═════ EXTRACTED MATERIAL
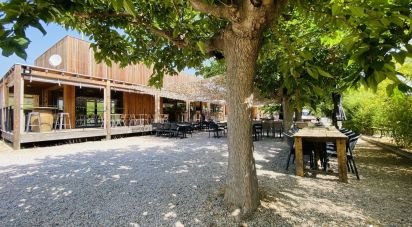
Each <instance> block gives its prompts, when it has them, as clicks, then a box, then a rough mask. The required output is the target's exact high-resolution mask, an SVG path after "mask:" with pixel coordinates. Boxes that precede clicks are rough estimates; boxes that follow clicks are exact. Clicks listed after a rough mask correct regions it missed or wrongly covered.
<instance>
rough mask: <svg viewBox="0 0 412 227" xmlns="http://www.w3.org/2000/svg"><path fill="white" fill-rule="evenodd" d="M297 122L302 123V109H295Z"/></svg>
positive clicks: (298, 108)
mask: <svg viewBox="0 0 412 227" xmlns="http://www.w3.org/2000/svg"><path fill="white" fill-rule="evenodd" d="M295 121H302V108H301V107H299V108H295Z"/></svg>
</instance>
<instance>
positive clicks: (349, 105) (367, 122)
mask: <svg viewBox="0 0 412 227" xmlns="http://www.w3.org/2000/svg"><path fill="white" fill-rule="evenodd" d="M392 85H393V84H392V82H390V81H388V80H386V81H384V82H383V83H382V84H380V85H379V86H378V88H377V92H376V93H375V92H373V91H371V90H370V89H369V90H367V89H365V88H360V89H359V90H350V91H348V92H346V93H345V95H344V99H343V105H344V108H345V111H346V116H347V118H348V120H347V121H345V122H344V127H346V128H350V129H352V130H354V131H358V132H361V133H366V134H370V133H371V128H372V127H377V128H387V129H390V130H391V131H392V132H393V134H392V136H393V138H394V140H395V142H396V143H397V144H398V145H401V146H410V145H412V131H411V130H410V129H411V127H412V115H411V113H412V96H410V95H408V94H405V93H403V92H401V91H399V89H397V88H395V89H394V90H393V92H387V88H388V87H390V86H392Z"/></svg>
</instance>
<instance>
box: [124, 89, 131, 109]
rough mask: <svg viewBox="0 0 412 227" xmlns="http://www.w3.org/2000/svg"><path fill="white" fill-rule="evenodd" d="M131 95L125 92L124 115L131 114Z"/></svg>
mask: <svg viewBox="0 0 412 227" xmlns="http://www.w3.org/2000/svg"><path fill="white" fill-rule="evenodd" d="M129 111H130V110H129V94H128V93H127V92H123V114H129Z"/></svg>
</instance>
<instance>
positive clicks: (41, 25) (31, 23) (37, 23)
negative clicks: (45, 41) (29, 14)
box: [31, 20, 47, 35]
mask: <svg viewBox="0 0 412 227" xmlns="http://www.w3.org/2000/svg"><path fill="white" fill-rule="evenodd" d="M31 26H33V27H35V28H37V29H38V30H39V31H40V32H41V33H42V34H43V35H46V33H47V32H46V30H44V28H43V26H42V25H41V24H40V23H39V21H37V20H35V21H33V22H32V23H31Z"/></svg>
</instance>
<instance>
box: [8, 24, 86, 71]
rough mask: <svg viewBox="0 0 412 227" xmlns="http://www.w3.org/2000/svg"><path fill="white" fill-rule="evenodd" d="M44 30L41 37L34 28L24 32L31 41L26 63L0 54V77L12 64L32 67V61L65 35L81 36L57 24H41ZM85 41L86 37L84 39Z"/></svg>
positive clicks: (75, 32) (78, 37)
mask: <svg viewBox="0 0 412 227" xmlns="http://www.w3.org/2000/svg"><path fill="white" fill-rule="evenodd" d="M43 26H44V28H45V30H46V31H47V34H46V35H43V34H42V33H41V32H40V31H39V30H37V29H36V28H29V29H27V31H26V34H27V38H29V39H30V40H31V43H30V44H29V47H28V48H27V49H26V52H27V59H26V61H25V60H24V59H22V58H19V57H17V56H16V55H12V56H10V57H4V56H3V55H1V54H0V77H3V76H4V74H5V73H6V72H7V71H8V70H9V69H10V68H11V67H12V66H13V64H16V63H21V64H28V65H33V64H34V60H35V59H36V58H37V57H39V56H40V55H41V54H43V53H44V52H45V51H46V50H47V49H49V48H50V47H51V46H52V45H53V44H55V43H56V42H57V41H59V40H60V39H62V38H63V37H65V36H66V35H70V36H74V37H77V38H81V37H82V35H81V34H80V33H79V32H76V31H72V30H66V29H65V28H63V27H61V26H60V25H57V24H48V25H46V24H43ZM85 39H86V40H88V39H87V37H85Z"/></svg>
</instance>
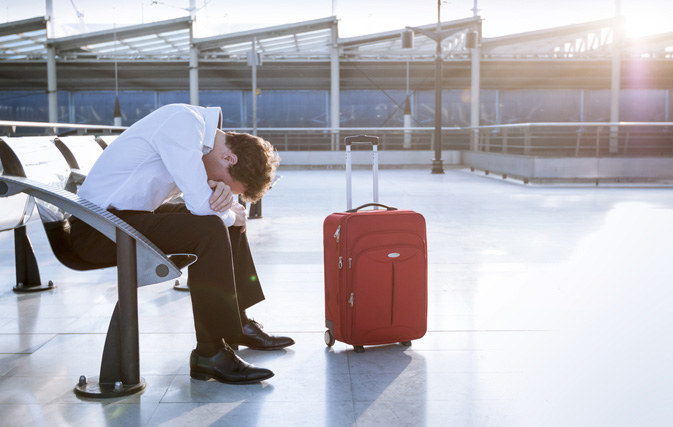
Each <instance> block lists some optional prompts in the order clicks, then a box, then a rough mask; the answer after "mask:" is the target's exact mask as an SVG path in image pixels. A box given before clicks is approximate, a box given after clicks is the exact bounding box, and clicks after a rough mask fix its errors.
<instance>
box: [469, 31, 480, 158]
mask: <svg viewBox="0 0 673 427" xmlns="http://www.w3.org/2000/svg"><path fill="white" fill-rule="evenodd" d="M471 80H472V89H471V92H472V93H471V96H470V99H471V109H470V126H471V127H477V126H479V125H480V117H479V116H480V105H481V104H480V101H479V98H480V94H481V85H480V80H481V51H480V49H479V45H478V44H477V46H476V47H475V48H473V49H472V78H471ZM478 147H479V130H478V129H475V130H473V131H472V135H471V140H470V150H471V151H477V148H478Z"/></svg>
══════════
__YOUR ASSIGNMENT__
When the listing is transcribed, every line must match the original exactly, and the pictures must be left out.

__WRITTEN REPLY__
Each <instance> block gives its prompts, when it has them, as clicks, then a box, then a rough mask. The required output is the target's exact high-resolution mask, an SVG path after "mask:" with pixel coordinates. Boxes that precede clicks are rough estimates; boxes that follow clicks are exact. Clicks listed after a rough mask correct regions it missed or wrongly covered.
<instance>
rough mask: <svg viewBox="0 0 412 227" xmlns="http://www.w3.org/2000/svg"><path fill="white" fill-rule="evenodd" d="M297 122L302 123V109H295Z"/></svg>
positive clicks: (298, 108)
mask: <svg viewBox="0 0 412 227" xmlns="http://www.w3.org/2000/svg"><path fill="white" fill-rule="evenodd" d="M295 121H302V108H301V107H299V108H295Z"/></svg>
</instance>
<instance>
positive clicks: (349, 105) (367, 122)
mask: <svg viewBox="0 0 412 227" xmlns="http://www.w3.org/2000/svg"><path fill="white" fill-rule="evenodd" d="M392 85H393V84H392V82H390V81H388V80H386V81H384V82H383V83H382V84H380V85H379V86H378V88H377V92H376V93H375V92H373V91H371V90H370V89H369V90H367V89H365V88H360V89H359V90H350V91H348V92H346V93H345V95H344V99H343V105H344V108H345V111H346V116H347V118H348V120H347V121H345V122H344V127H346V128H350V129H352V130H354V131H358V132H361V133H366V134H370V133H371V128H372V127H377V128H387V129H390V130H391V131H392V132H393V134H392V136H393V138H394V140H395V142H396V143H397V144H398V145H401V146H410V145H412V131H411V130H410V129H411V127H412V115H411V113H412V96H410V95H408V94H405V93H403V92H401V91H399V89H397V88H395V89H394V90H393V92H387V88H388V87H390V86H392Z"/></svg>
</instance>
<instance>
box: [124, 89, 131, 109]
rough mask: <svg viewBox="0 0 412 227" xmlns="http://www.w3.org/2000/svg"><path fill="white" fill-rule="evenodd" d="M131 95L125 92L124 115L131 114Z"/></svg>
mask: <svg viewBox="0 0 412 227" xmlns="http://www.w3.org/2000/svg"><path fill="white" fill-rule="evenodd" d="M129 111H130V110H129V94H128V93H127V92H123V114H129Z"/></svg>
</instance>
<instance>
positive clicks: (41, 25) (31, 23) (37, 23)
negative clicks: (45, 41) (29, 14)
box: [31, 20, 47, 35]
mask: <svg viewBox="0 0 412 227" xmlns="http://www.w3.org/2000/svg"><path fill="white" fill-rule="evenodd" d="M31 26H33V27H35V28H37V29H38V30H39V31H40V32H41V33H42V34H43V35H46V33H47V32H46V30H44V28H43V26H42V25H41V24H40V23H39V21H37V20H35V21H33V22H32V23H31Z"/></svg>
</instance>
<instance>
box: [8, 24, 86, 71]
rough mask: <svg viewBox="0 0 412 227" xmlns="http://www.w3.org/2000/svg"><path fill="white" fill-rule="evenodd" d="M44 30L41 37L34 28L24 32L31 41L26 63L0 54V77L12 64L32 67V61L65 35L81 36L57 24H41ZM85 41L86 37L84 39Z"/></svg>
positive clicks: (75, 32) (78, 37)
mask: <svg viewBox="0 0 412 227" xmlns="http://www.w3.org/2000/svg"><path fill="white" fill-rule="evenodd" d="M43 26H44V28H45V30H46V31H47V34H46V35H43V34H42V33H41V32H40V31H39V30H37V29H36V28H29V29H27V31H26V34H27V38H29V39H30V40H31V43H30V44H29V47H28V48H27V49H26V52H27V59H26V61H25V60H24V59H22V58H19V57H17V56H16V55H12V56H10V57H4V56H3V55H1V54H0V77H3V76H4V74H5V73H6V72H7V71H8V70H9V69H10V68H11V67H12V66H13V64H16V63H21V64H28V65H33V64H34V60H35V59H36V58H37V57H39V56H40V55H41V54H43V53H44V52H45V51H46V50H47V49H49V48H50V47H51V46H52V45H53V44H55V43H56V42H57V41H59V40H60V39H62V38H63V37H65V36H66V35H70V36H74V37H77V38H81V37H82V35H81V34H80V33H79V32H76V31H72V30H66V29H65V28H63V27H61V26H60V25H57V24H48V25H46V24H43ZM85 39H86V40H88V39H87V37H85Z"/></svg>
</instance>
Each <instance> block lists some optional prompts in the order clicks, then a box, then a rough mask; the answer after "mask:" is the target's exact mask as an SVG path in image pixels. A box given before clicks is approximate, a box given after clicks is the exact bounding box, and clicks after a rough mask fix its errors.
<instance>
box: [469, 31, 480, 158]
mask: <svg viewBox="0 0 673 427" xmlns="http://www.w3.org/2000/svg"><path fill="white" fill-rule="evenodd" d="M471 80H472V89H471V92H472V93H471V96H470V99H471V109H470V126H471V127H477V126H479V125H480V117H479V116H480V105H481V104H480V101H479V98H480V94H481V85H480V80H481V51H480V49H479V45H478V44H477V46H476V47H475V48H473V49H472V78H471ZM478 147H479V130H478V129H475V130H473V131H472V135H471V140H470V150H471V151H477V148H478Z"/></svg>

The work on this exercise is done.